What to work on
A: Echo, word for word, the part of the Micronotz passage that opens with the words containing "Last year, I" and closes with "to the day!".
B: Name every city mentioned in the Micronotz passage, counting each only once.
---- Article
Last year, I posted about the Micronotz (originally named “The Mortal Micronotz”), a punk band from Lawrence, Kansas that released four albums and a live EP between 1982 and 1986, all out of print for yonks. Hoboken’s Bar/None Records has just digitally reissued the band’s entire catalog, and to celebrate, we’ve got previously unseen video of the Micronotz playing at Minneapolis’ First Avenue 31 years ago, to the day!

As you may know, William S. Burroughs was a punk sympathizer. He sent the Sex Pistols a telegram as a gesture of solidarity in ‘77, and when he moved to Lawrence in ‘81, he gave the local teenage punk band a song lyric he’d written. This nursery rhyme about a woman eating her children became “Old Lady Sloan,” a thrash tune on the debut The Mortal Micronotz. Years later, the author contributed to a Micronotz tribute album, doing his own interpretation of “Old Lady Sloan.”
--------
---- Entries
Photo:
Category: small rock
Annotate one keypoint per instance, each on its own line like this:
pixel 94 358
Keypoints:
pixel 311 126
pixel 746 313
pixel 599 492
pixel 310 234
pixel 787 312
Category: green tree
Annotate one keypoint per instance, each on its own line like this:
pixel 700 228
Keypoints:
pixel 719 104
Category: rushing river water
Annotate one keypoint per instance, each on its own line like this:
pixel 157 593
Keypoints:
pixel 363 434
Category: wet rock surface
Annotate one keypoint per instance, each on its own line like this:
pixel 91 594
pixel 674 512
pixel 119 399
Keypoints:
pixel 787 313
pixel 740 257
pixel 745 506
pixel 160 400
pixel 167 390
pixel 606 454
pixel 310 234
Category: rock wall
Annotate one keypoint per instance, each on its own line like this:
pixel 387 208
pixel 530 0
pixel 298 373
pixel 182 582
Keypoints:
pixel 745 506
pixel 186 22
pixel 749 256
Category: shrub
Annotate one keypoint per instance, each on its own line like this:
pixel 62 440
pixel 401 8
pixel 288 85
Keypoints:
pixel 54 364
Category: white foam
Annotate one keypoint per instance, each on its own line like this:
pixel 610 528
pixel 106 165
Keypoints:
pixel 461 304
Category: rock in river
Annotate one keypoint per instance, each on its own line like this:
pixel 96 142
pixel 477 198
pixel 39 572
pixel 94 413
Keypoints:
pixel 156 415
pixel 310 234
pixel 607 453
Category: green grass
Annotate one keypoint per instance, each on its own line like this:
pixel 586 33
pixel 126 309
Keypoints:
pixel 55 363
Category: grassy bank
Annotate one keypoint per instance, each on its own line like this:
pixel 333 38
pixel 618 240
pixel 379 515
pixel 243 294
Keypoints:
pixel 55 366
--------
Solutions per task
A:
Last year, I posted about the Micronotz (originally named “The Mortal Micronotz”), a punk band from Lawrence, Kansas that released four albums and a live EP between 1982 and 1986, all out of print for yonks. Hoboken’s Bar/None Records has just digitally reissued the band’s entire catalog, and to celebrate, we’ve got previously unseen video of the Micronotz playing at Minneapolis’ First Avenue 31 years ago, to the day!

B: Lawrence, Hoboken, Minneapolis